Referring expression data -

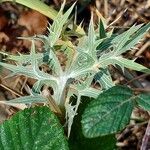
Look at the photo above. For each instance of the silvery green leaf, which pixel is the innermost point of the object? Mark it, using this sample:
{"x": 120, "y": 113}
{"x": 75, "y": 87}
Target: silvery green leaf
{"x": 59, "y": 21}
{"x": 27, "y": 100}
{"x": 103, "y": 77}
{"x": 123, "y": 38}
{"x": 135, "y": 38}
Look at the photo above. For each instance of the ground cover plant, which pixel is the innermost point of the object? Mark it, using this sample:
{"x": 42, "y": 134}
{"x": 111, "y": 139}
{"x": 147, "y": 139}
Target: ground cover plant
{"x": 62, "y": 87}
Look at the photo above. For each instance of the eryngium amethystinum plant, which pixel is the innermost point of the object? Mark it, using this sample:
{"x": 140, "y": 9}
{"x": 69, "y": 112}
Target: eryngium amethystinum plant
{"x": 87, "y": 62}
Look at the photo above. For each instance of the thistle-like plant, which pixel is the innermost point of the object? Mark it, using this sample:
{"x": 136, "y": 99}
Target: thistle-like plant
{"x": 87, "y": 62}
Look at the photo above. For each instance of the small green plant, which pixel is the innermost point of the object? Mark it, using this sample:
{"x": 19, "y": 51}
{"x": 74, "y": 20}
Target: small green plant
{"x": 87, "y": 62}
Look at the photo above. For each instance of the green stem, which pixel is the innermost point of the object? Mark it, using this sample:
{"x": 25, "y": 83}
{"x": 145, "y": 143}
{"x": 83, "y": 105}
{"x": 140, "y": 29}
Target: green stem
{"x": 38, "y": 6}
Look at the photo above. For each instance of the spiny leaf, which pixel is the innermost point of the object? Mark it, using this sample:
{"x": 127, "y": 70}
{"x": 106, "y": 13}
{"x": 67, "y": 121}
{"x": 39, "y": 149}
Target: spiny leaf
{"x": 109, "y": 113}
{"x": 135, "y": 38}
{"x": 123, "y": 38}
{"x": 102, "y": 32}
{"x": 56, "y": 28}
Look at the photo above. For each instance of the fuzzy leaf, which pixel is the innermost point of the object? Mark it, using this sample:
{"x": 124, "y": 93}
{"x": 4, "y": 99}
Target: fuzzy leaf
{"x": 135, "y": 38}
{"x": 27, "y": 100}
{"x": 59, "y": 21}
{"x": 35, "y": 128}
{"x": 102, "y": 32}
{"x": 109, "y": 113}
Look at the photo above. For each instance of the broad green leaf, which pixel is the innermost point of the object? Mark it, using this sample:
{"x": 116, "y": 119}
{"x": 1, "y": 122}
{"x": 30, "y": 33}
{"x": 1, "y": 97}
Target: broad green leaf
{"x": 77, "y": 140}
{"x": 102, "y": 32}
{"x": 109, "y": 113}
{"x": 38, "y": 6}
{"x": 35, "y": 128}
{"x": 143, "y": 100}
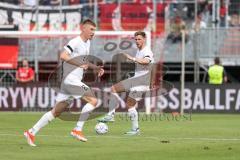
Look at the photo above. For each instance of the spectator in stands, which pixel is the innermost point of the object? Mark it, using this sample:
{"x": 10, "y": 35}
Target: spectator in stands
{"x": 73, "y": 2}
{"x": 29, "y": 3}
{"x": 216, "y": 73}
{"x": 223, "y": 12}
{"x": 50, "y": 2}
{"x": 25, "y": 73}
{"x": 177, "y": 26}
{"x": 199, "y": 24}
{"x": 16, "y": 2}
{"x": 235, "y": 20}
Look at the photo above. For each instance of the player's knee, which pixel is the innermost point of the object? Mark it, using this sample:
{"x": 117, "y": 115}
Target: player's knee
{"x": 93, "y": 101}
{"x": 113, "y": 89}
{"x": 131, "y": 102}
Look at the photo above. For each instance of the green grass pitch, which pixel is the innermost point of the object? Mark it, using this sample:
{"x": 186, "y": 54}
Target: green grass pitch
{"x": 204, "y": 136}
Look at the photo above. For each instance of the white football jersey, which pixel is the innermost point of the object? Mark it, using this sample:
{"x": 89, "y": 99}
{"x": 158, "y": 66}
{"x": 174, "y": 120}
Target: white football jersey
{"x": 146, "y": 52}
{"x": 78, "y": 49}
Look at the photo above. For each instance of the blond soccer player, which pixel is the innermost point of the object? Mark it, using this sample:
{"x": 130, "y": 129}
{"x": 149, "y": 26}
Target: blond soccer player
{"x": 72, "y": 86}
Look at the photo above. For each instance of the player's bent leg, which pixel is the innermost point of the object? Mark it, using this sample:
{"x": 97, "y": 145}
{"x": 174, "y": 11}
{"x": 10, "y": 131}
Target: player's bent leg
{"x": 133, "y": 115}
{"x": 44, "y": 120}
{"x": 87, "y": 109}
{"x": 114, "y": 102}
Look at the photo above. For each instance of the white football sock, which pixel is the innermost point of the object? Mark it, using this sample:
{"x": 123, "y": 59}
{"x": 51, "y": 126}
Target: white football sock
{"x": 114, "y": 103}
{"x": 133, "y": 114}
{"x": 87, "y": 109}
{"x": 44, "y": 120}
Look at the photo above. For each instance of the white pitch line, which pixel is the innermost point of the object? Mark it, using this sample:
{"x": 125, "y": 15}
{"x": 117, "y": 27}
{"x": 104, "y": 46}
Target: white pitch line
{"x": 136, "y": 137}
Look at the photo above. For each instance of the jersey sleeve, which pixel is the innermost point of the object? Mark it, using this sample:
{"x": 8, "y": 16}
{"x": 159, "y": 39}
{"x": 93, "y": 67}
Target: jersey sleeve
{"x": 149, "y": 55}
{"x": 70, "y": 46}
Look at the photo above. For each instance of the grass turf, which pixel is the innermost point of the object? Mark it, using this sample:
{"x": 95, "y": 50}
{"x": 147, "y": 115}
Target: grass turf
{"x": 201, "y": 136}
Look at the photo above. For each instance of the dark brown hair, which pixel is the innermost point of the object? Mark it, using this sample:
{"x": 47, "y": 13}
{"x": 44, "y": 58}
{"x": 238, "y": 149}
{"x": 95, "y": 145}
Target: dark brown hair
{"x": 140, "y": 33}
{"x": 89, "y": 21}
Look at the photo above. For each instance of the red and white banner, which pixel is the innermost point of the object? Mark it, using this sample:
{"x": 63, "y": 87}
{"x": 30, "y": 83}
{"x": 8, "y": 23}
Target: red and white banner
{"x": 132, "y": 16}
{"x": 49, "y": 18}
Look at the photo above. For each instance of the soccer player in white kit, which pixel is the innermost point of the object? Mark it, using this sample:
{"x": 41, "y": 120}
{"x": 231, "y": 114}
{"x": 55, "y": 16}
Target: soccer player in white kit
{"x": 137, "y": 85}
{"x": 77, "y": 47}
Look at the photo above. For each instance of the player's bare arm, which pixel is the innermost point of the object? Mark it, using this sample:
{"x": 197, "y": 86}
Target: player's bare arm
{"x": 66, "y": 57}
{"x": 143, "y": 61}
{"x": 99, "y": 69}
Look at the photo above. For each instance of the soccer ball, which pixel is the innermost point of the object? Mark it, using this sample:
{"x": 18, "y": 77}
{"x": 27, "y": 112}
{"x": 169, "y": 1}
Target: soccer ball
{"x": 101, "y": 128}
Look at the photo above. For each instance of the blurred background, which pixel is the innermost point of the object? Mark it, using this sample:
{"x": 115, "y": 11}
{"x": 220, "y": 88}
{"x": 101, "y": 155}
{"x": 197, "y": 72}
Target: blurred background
{"x": 212, "y": 30}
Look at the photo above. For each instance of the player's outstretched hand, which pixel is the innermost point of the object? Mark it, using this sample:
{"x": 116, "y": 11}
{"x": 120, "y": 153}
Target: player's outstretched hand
{"x": 100, "y": 72}
{"x": 127, "y": 56}
{"x": 84, "y": 66}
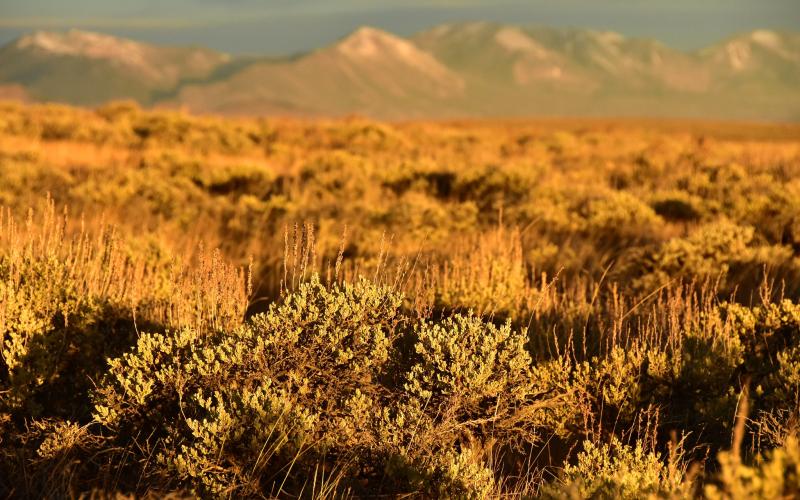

Problem to work on - All of the records above should be reproduced exactly, with the pictures left out.

Expected output -
Look at the photo above. For each instance of the silvery green leaf, which pixel is the innermost point of the object? Mark it, using this sample:
{"x": 120, "y": 113}
{"x": 75, "y": 87}
Target: silvery green leaf
{"x": 59, "y": 21}
{"x": 27, "y": 100}
{"x": 103, "y": 77}
{"x": 123, "y": 38}
{"x": 135, "y": 38}
Look at the photo above. For each instance of the ground cover plant, which pixel is the innermost point of the object? Mark it, using this sample:
{"x": 42, "y": 134}
{"x": 111, "y": 139}
{"x": 147, "y": 139}
Target: ground cover plant
{"x": 62, "y": 87}
Look at the photo above. For each instance of the eryngium amethystinum plant, which pixel is the innermost point of the object? Mark it, using this sample:
{"x": 140, "y": 9}
{"x": 69, "y": 112}
Target: eryngium amethystinum plant
{"x": 87, "y": 62}
Look at the photo above. For each instance of the thistle-like plant, which pixel is the innermost point of the object? Mark it, using this sample:
{"x": 136, "y": 99}
Target: thistle-like plant
{"x": 87, "y": 62}
Look at the photo above. For each instance of the small green plant, which pixel is the innermost point of the object? Mark it, using this sample:
{"x": 19, "y": 51}
{"x": 74, "y": 20}
Target: small green plant
{"x": 87, "y": 62}
Look at the photo above. For each instance of the green stem, which pixel is the innermost point of the object? Mark it, using this sample:
{"x": 25, "y": 83}
{"x": 145, "y": 143}
{"x": 83, "y": 105}
{"x": 140, "y": 29}
Target: green stem
{"x": 38, "y": 6}
Look at the photo above. For each instance of the spiny leaf, which pixel is the innermost point of the object? Mark it, using this sample:
{"x": 127, "y": 70}
{"x": 106, "y": 13}
{"x": 67, "y": 121}
{"x": 39, "y": 149}
Target: spiny leaf
{"x": 109, "y": 113}
{"x": 135, "y": 38}
{"x": 123, "y": 38}
{"x": 102, "y": 32}
{"x": 56, "y": 28}
Look at the photo above. For each instance of the fuzzy leaf, which pixel is the innermost point of the object? Mark it, using this sample:
{"x": 124, "y": 93}
{"x": 4, "y": 99}
Target: fuzzy leaf
{"x": 135, "y": 38}
{"x": 27, "y": 100}
{"x": 59, "y": 21}
{"x": 35, "y": 128}
{"x": 102, "y": 32}
{"x": 109, "y": 113}
Look at the photo above. For each instance of the broad green leaf, which pixel is the innermost point of the object? Mark it, using this sample:
{"x": 116, "y": 119}
{"x": 1, "y": 122}
{"x": 30, "y": 33}
{"x": 1, "y": 97}
Target: broad green leaf
{"x": 77, "y": 140}
{"x": 102, "y": 32}
{"x": 109, "y": 113}
{"x": 38, "y": 6}
{"x": 35, "y": 128}
{"x": 143, "y": 100}
Look at the photo above. For each instance of the spectator in stands, which pixel is the innermost point of the object? Mark it, using this sample:
{"x": 10, "y": 35}
Target: spectator in stands
{"x": 73, "y": 2}
{"x": 29, "y": 3}
{"x": 216, "y": 73}
{"x": 223, "y": 12}
{"x": 50, "y": 2}
{"x": 25, "y": 73}
{"x": 177, "y": 26}
{"x": 199, "y": 24}
{"x": 16, "y": 2}
{"x": 235, "y": 20}
Look at the photo above. For each instance of the player's knee, which pixel is the innermost point of the object? Mark it, using this sample:
{"x": 117, "y": 115}
Target: player's knee
{"x": 93, "y": 101}
{"x": 113, "y": 89}
{"x": 131, "y": 102}
Look at the photo above. For each instance of the green grass pitch, which pixel is the innermost point of the object? Mark it, using this sample:
{"x": 186, "y": 54}
Target: green grass pitch
{"x": 204, "y": 136}
Look at the photo above. For each instance of the white football jersey, which pixel is the innermost point of the object? Mark it, using this sample:
{"x": 89, "y": 99}
{"x": 158, "y": 66}
{"x": 174, "y": 120}
Target: white football jersey
{"x": 146, "y": 52}
{"x": 78, "y": 49}
Look at the photo above. For each instance of the blond soccer player, which pixel is the innermost point of the object? Mark it, using this sample:
{"x": 130, "y": 129}
{"x": 149, "y": 26}
Target: blond soccer player
{"x": 72, "y": 86}
Look at the photo above. For each instance of the player's bent leg, which pixel is the innermost point of the object? Mark it, using this sample:
{"x": 97, "y": 145}
{"x": 174, "y": 11}
{"x": 10, "y": 131}
Target: player's bent leg
{"x": 133, "y": 115}
{"x": 44, "y": 120}
{"x": 87, "y": 109}
{"x": 114, "y": 102}
Look at the photo above. For each instance of the white football sock, which pixel is the innermost point of the object? Mark it, using this sample:
{"x": 123, "y": 59}
{"x": 51, "y": 126}
Target: white football sock
{"x": 114, "y": 103}
{"x": 133, "y": 114}
{"x": 87, "y": 109}
{"x": 44, "y": 120}
Look at the photo above. For each instance of the white pitch line, which pixel is the innermost point of the object? Mark it, using this sample:
{"x": 125, "y": 15}
{"x": 117, "y": 27}
{"x": 104, "y": 46}
Target: white pitch line
{"x": 136, "y": 137}
Look at the photo above. For each instance of the jersey sleeve, which pixel is the innermost point of the object? Mark it, using this sample:
{"x": 8, "y": 16}
{"x": 159, "y": 39}
{"x": 93, "y": 67}
Target: jersey sleeve
{"x": 149, "y": 55}
{"x": 70, "y": 46}
Look at the photo above. For each instance of the grass turf, which pixel is the innermost point of the object? Mark it, using this sample:
{"x": 95, "y": 50}
{"x": 147, "y": 115}
Target: grass turf
{"x": 201, "y": 136}
Look at the photo above. For each instance of the dark brown hair, which pixel is the innermost point of the object? Mark it, using this sample:
{"x": 47, "y": 13}
{"x": 44, "y": 58}
{"x": 238, "y": 149}
{"x": 95, "y": 145}
Target: dark brown hair
{"x": 140, "y": 33}
{"x": 89, "y": 21}
Look at the photo above. For each instance of the red and white banner, which pixel is the innermost point of the object? Mark it, using this sample:
{"x": 63, "y": 87}
{"x": 30, "y": 83}
{"x": 8, "y": 23}
Target: red and white banner
{"x": 132, "y": 16}
{"x": 49, "y": 18}
Look at the photo above. For each instance of the soccer player in white kit, which pixel is the innermost point of the object? Mark it, using this sample:
{"x": 41, "y": 120}
{"x": 231, "y": 114}
{"x": 55, "y": 16}
Target: soccer player in white kit
{"x": 137, "y": 85}
{"x": 77, "y": 47}
Look at the photo above. For each instance of the player's bare arm, which pixel is the innermost point of the object? Mark it, using this sample:
{"x": 197, "y": 86}
Target: player's bare arm
{"x": 66, "y": 57}
{"x": 143, "y": 61}
{"x": 99, "y": 69}
Look at the photo above. For each instance of the soccer ball, which pixel is the innermost point of the object? Mark it, using this sample:
{"x": 18, "y": 77}
{"x": 27, "y": 112}
{"x": 169, "y": 1}
Target: soccer ball
{"x": 101, "y": 128}
Look at the photo above. For each instance of the blurred background, which pixel is the innermost point of the object? Mark it, using this sample:
{"x": 115, "y": 11}
{"x": 220, "y": 88}
{"x": 101, "y": 155}
{"x": 197, "y": 72}
Target: blurred background
{"x": 212, "y": 30}
Look at the photo above. For each instance of the player's outstretched hand, which pixel is the innermost point of the object? Mark it, using this sample:
{"x": 116, "y": 11}
{"x": 120, "y": 153}
Target: player's outstretched hand
{"x": 100, "y": 72}
{"x": 127, "y": 56}
{"x": 84, "y": 66}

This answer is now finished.